REQUIRED WORK: Transcribe the stretch of the Doctor Who review from "The episode begins" through "amusement park version.".

[DOCUMENT TEXT start]

Doctor Who Review: Nightmare in Silver

Doctor Who

Just when I thought we'd seen the best episode of the season with "The Crimson 'Orror", writer Neil Gaiman gives us an utterly exciting, fanboy pleasing, past-referencing episode with "Nightmare in Silver". The Cyberman are back in a big way. Leaner, faster, and upgraded like never before!

The episode begins with the Doctor, Clara, and the kids Artie and Angie (who really could not have played the "know it all teenager" any more terribly) popping out of the TARDIS on the surface of the moon....well, not the moon exactly, more like a cheap intergalactic amusement park version.

Doctor Who
"We're whalers on the moon...."
They are briefly greeted by Webley, a denizen of the planet who has been waiting for a ride off, before they are interrupted by a platoon of Imperial soldiers. Using the psychic paper, the Doctor convinces them that he is an Imperial consul sent by the missing Emperor and dismisses the group. Webley then takes him into his exhibit, which is a veritable Madame Toussant's of the universe. If you look closely, you can see some aliens from "The Rings of Akhaten", a dummy from "God Complex", and a special appearance by the Blowfish from the Doctor Who spinoff "Torchwood". But what is most surprising is the revelation of a chess-playing Cyberman!

[DOCUMENT TEXT end]
[DATASET RECORDS start]

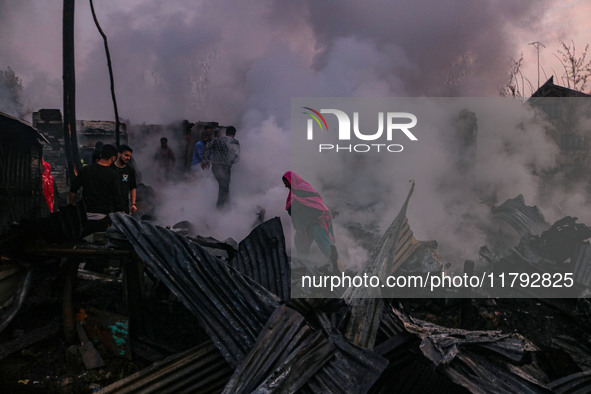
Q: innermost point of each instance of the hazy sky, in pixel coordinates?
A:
(223, 60)
(241, 63)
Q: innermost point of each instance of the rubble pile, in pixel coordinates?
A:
(254, 337)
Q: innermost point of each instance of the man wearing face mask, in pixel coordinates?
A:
(126, 177)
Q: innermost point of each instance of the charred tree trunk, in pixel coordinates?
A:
(70, 140)
(98, 26)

[DATASET RECORDS end]

ANSWER BELOW:
The episode begins with the Doctor, Clara, and the kids Artie and Angie (who really could not have played the "know it all teenager" any more terribly) popping out of the TARDIS on the surface of the moon....well, not the moon exactly, more like a cheap intergalactic amusement park version.